■ Work instruction: Would you restate word for word the lines of the listing, beginning at the first and ending with the line that holds "Target: carpeted floor area"?
#####
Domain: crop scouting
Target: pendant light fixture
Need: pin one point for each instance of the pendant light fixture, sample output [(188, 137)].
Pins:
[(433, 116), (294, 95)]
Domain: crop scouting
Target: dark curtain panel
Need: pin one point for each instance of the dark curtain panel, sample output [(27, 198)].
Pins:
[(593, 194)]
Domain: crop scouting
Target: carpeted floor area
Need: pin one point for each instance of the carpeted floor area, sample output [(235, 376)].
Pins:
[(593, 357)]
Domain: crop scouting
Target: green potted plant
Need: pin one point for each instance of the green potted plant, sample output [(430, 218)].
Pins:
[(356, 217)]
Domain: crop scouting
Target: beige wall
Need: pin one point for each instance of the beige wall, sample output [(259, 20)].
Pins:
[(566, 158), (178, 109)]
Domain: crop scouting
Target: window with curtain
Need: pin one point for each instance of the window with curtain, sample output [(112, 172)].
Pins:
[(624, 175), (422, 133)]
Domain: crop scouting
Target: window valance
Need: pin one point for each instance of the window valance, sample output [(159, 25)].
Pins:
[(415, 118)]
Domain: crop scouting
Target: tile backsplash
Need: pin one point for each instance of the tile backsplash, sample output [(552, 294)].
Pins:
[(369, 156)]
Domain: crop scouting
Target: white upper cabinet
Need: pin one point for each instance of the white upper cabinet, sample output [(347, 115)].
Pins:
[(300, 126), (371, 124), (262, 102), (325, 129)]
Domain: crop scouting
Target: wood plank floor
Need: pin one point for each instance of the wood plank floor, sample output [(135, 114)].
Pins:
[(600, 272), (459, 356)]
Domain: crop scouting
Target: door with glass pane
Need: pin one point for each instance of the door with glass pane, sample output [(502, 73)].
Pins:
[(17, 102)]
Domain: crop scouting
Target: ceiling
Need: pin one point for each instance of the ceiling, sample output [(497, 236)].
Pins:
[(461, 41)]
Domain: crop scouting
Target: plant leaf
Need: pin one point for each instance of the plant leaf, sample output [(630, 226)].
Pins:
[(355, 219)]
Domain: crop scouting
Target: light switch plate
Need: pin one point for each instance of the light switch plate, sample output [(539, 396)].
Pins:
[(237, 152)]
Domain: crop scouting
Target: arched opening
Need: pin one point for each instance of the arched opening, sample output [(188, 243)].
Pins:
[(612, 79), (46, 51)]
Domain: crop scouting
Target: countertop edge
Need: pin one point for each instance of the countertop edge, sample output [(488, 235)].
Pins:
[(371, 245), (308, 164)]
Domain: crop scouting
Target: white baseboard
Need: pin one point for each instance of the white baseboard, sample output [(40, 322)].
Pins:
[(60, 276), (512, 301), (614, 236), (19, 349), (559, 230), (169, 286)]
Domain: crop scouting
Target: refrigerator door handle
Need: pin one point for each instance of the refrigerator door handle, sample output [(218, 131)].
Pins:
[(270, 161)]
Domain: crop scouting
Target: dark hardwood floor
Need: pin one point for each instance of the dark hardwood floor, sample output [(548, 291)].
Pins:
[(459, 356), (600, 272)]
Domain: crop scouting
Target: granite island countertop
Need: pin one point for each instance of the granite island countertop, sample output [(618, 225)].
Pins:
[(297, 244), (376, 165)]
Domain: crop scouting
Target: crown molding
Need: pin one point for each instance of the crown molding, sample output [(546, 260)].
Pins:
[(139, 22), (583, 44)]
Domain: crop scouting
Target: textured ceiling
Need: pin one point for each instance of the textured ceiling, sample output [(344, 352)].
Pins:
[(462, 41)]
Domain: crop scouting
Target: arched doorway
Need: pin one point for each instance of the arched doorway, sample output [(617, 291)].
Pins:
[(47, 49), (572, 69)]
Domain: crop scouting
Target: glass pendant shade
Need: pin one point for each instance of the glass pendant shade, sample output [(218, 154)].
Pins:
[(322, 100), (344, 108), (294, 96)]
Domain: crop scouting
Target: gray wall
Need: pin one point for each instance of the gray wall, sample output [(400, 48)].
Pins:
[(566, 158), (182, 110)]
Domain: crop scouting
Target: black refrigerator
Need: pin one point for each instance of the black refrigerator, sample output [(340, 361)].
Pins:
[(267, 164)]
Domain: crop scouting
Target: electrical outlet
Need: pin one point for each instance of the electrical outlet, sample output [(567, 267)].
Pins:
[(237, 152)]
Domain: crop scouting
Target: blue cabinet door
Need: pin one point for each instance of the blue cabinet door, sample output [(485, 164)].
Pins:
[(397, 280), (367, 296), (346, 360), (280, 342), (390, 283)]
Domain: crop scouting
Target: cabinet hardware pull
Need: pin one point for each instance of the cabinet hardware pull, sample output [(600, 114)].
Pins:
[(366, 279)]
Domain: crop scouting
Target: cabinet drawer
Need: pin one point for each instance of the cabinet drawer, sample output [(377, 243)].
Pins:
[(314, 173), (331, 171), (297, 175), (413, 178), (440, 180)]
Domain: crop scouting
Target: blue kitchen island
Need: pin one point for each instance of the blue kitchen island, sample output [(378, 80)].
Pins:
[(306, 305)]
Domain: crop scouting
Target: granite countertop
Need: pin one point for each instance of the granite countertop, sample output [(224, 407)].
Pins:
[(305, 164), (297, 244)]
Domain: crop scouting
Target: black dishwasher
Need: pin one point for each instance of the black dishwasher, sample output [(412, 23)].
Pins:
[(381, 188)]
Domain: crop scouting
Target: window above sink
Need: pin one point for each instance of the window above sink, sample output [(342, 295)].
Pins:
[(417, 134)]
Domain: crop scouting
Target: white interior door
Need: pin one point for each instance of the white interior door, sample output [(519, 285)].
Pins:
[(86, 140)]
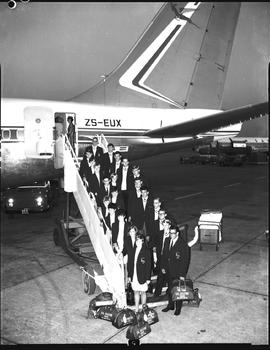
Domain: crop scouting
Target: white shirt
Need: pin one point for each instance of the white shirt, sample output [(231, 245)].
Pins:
[(124, 179), (144, 203), (120, 237), (138, 193), (165, 235), (111, 157), (172, 242), (98, 177), (94, 148), (117, 165), (156, 215), (133, 241), (112, 218), (114, 199)]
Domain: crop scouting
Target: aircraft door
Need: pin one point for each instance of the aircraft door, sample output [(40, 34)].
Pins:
[(38, 128)]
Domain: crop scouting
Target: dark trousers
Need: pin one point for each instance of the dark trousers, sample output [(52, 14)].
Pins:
[(178, 303), (125, 198)]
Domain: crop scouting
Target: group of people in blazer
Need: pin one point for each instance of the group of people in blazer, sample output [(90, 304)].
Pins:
[(140, 230)]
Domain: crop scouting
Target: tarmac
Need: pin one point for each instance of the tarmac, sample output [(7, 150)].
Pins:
[(42, 297)]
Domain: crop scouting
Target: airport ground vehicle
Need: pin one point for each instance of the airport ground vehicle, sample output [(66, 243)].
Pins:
[(37, 197)]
#####
■ Completed exercise:
Domain: crop scouting
Target: pendant light fixture
Need: pin one point for each instance of the pendant light fixture, sample output [(188, 137)].
Pins:
[(433, 116), (294, 95)]
Domain: crop scouting
Target: dark curtain panel
Need: pin one point for each instance of the dark curtain panel, sample output [(27, 198)].
Pins:
[(593, 194)]
Domain: crop scouting
Target: carpeted floor area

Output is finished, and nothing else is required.